(Source data)
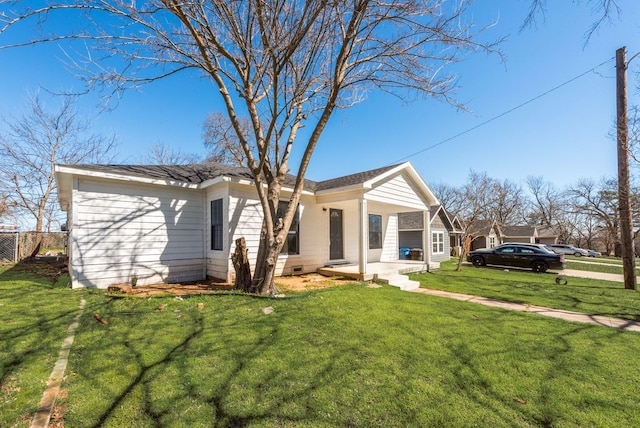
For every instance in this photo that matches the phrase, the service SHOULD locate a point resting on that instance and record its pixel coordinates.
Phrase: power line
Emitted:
(519, 106)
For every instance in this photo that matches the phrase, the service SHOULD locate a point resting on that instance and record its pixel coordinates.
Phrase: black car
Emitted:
(531, 256)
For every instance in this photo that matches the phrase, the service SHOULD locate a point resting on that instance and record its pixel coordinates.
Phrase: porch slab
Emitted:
(392, 273)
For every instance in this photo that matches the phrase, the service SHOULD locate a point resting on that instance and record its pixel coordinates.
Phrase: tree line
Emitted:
(584, 214)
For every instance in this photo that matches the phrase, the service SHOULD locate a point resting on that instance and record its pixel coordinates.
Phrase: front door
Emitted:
(335, 235)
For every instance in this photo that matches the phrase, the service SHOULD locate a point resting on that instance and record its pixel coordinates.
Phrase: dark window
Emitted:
(216, 224)
(375, 231)
(292, 243)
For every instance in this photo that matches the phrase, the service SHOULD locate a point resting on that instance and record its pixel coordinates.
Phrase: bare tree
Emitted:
(597, 202)
(281, 64)
(221, 139)
(162, 154)
(604, 11)
(509, 203)
(472, 203)
(31, 146)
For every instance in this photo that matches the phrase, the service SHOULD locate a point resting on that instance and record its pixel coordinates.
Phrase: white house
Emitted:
(179, 223)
(End Source data)
(The problem)
Whenever images occur above, omit them and retype each line exactly as it stands.

(Exercise output)
For every instance in this photo that matches the phrase, the service SHOULD locate a point resting on that instance and record its pixel coordinates.
Phrase: power line
Emitted:
(519, 106)
For every instance in this photo that matches the phrase, the service SHOULD locate a point resting on that instance and record its pixel coordinates.
Phrase: black car
Emitted:
(531, 256)
For every instance in this photo that matches the phrase, the service SHOULD locate a point resting on that instance and record its pixel coordinates.
Phrase: porch slab
Emitted:
(392, 273)
For every instance in this photo that matches the phrase, the service SHOULD locate a point resting on that instance and record its pixel coordinates.
Phrase: tree line
Emitted:
(584, 214)
For every instance in this photo that matches the phrase, the service SHOULD locate a point resting on that instance and record its pixel coordinates.
Phrase: front door
Emitted:
(335, 235)
For every instance in this photo that matches the phrase, the service SHOULD locate a point resting on that instance and record its pixel coordinates.
Phrase: dark window
Emitted:
(216, 224)
(375, 231)
(292, 243)
For every instance in this photo that matches the phrase, the service SHOULD locate a point resting on that instance and record its pixel coordinates.
Phrase: bare tree
Emitted:
(597, 202)
(281, 64)
(221, 139)
(162, 154)
(604, 11)
(509, 203)
(472, 203)
(31, 146)
For every instance in this photo that matches the phrase, the service SHOULD locate a point resting on that instance and record its pixel coordinates.
Phrase: white house
Emitted:
(179, 223)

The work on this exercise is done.